THINGS TO DO:
[A] From the New Traditionalist excerpt, quote the stretch from "Still Engaged--But Outside" through "isolated electoral victories." word for word.
[B] In the New Traditionalist excerpt, what does the movement put in place of political activism as the center of its focus?
[C] Decide whether each statement agrees with the New Traditionalist excerpt, and back each yes or no with the deciding words quoted from it. (i) The movement plans to reform existing institutions. (ii) The New Traditionalists will all be Christians. (iii) The first stage of the movement centers on developing a highly motivated elite.

Our movement--which we will call the New Traditionalist movement--will not seek to immediately replace the dominant culture. A retreat will allow us to regroup and find our bearings. The overemphasis on effecting change through political activism has left us disoriented, distracted, and overly prone to accept the cultural assumptions of the Left. But this tactical retreat will ultimately lead to strategic victory.
A central mission of this movement is to advance a true traditionalist counter-culture based on virtue, excellence, and self-discipline. The New Traditionalists will not be exclusively Christians, but many of them inevitably will be. What binds the New Traditionalists is a belief that each individual has a duty to obey a higher law than his own will and appetite. New Traditionalists reject the materialism, hedonism, consumerism, egoism, and the cult of self-actualization which permeate modern life. We share a willingness to face reality and repudiate ideology--i.e., a set of beliefs that bear no relation to how people really think and how people really live.
There will be three main stages in the unfolding of this movement. The first stage will be devoted to the development of a highly motivated elite able to coordinate future activities. The second stage will be devoted to the development of institutions designed to make an impact on the wider elite and a relatively small minority of the masses. The third stage will involve changing the overall character of American popular culture.
Still Engaged--But Outside of Politics
It must be emphasized that this new movement will not be "disengaged" from the wider society, only "differently engaged." We are, quite simply, replacing political activism with cultural activism as the center of our focus. And while the visibility of the new movement will be less pronounced than the existing (political) conservative movement in the short term, the seeds that we now sow will have dramatic repercussions over the long term. We have the capacity to fundamentally transform the face of American culture in the 21st century by following a different path, one built on the aggressive dissemination of our cultural values, rather than the idle hope that enough of our cultural values still remain in the body of the American people to carry us on to a few more isolated electoral victories.
We will never stop being engaged in the wider culture. We will not "hunker down" and wait for the storm to blow over. Our strategy will be to bleed this corrupt culture dry. We will pick off the most intelligent and creative individuals in our society, the individuals who help give credibility to the current regime. To do this, we will promote a set of beliefs more compelling than that of our opponents. We will launch a movement with more energy and more intensity than our opponents are capable of summoning. When the choice is made clear, the people--cultural elites and non-cultural elites alike--will vote with their feet by either joining or patronizing our institutions and abandoning those of the Left, and the reigning leftist regime will collapse from lack of support.
Our movement will be entirely destructive, and entirely constructive. We will not try to reform the existing institutions. We only intend to weaken them, and eventually destroy them. We will endeavor to knock our opponents off-balance and unsettle them at every opportunity. All of our constructive energies will be dedicated to the creation of our own institutions.

PROVIDED DATA:
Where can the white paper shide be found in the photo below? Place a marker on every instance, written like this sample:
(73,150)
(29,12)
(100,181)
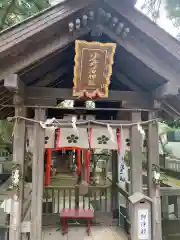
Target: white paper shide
(143,231)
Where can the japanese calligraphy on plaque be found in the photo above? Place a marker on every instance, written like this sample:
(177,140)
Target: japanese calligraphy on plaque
(143,224)
(93,68)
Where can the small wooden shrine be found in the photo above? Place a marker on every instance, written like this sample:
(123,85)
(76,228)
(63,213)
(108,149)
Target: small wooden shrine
(101,51)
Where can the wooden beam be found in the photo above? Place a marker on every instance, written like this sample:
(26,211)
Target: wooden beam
(127,82)
(39,54)
(13,83)
(150,60)
(64,93)
(166,90)
(42,23)
(51,77)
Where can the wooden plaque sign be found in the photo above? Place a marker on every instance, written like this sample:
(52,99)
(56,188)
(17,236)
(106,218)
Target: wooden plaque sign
(93,68)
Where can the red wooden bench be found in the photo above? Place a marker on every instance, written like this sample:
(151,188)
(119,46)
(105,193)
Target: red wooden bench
(67,213)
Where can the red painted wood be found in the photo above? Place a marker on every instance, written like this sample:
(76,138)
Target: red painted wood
(76,213)
(48,167)
(87,155)
(78,161)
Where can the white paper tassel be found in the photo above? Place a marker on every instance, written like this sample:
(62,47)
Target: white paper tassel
(141,130)
(74,125)
(111,134)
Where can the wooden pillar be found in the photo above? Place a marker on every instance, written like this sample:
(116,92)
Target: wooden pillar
(177,206)
(114,181)
(135,165)
(154,190)
(135,155)
(165,206)
(18,158)
(37,177)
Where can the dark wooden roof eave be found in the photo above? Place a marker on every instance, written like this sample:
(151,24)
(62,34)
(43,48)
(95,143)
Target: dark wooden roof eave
(17,28)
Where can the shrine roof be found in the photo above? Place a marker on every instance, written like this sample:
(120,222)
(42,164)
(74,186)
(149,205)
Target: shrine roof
(41,50)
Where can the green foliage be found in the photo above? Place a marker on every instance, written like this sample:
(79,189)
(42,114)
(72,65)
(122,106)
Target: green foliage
(15,11)
(152,9)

RESPONSES PER TASK:
[A]
Still Engaged--But Outside of Politics
It must be emphasized that this new movement will not be "disengaged" from the wider society, only "differently engaged." We are, quite simply, replacing political activism with cultural activism as the center of our focus. And while the visibility of the new movement will be less pronounced than the existing (political) conservative movement in the short term, the seeds that we now sow will have dramatic repercussions over the long term. We have the capacity to fundamentally transform the face of American culture in the 21st century by following a different path, one built on the aggressive dissemination of our cultural values, rather than the idle hope that enough of our cultural values still remain in the body of the American people to carry us on to a few more isolated electoral victories.

[B] Cultural activism.

[C]
(i) No: "We will not try to reform the existing institutions."
(ii) No: "The New Traditionalists will not be exclusively Christians"
(iii) Yes: "The first stage will be devoted to the development of a highly motivated elite able to coordinate future activities."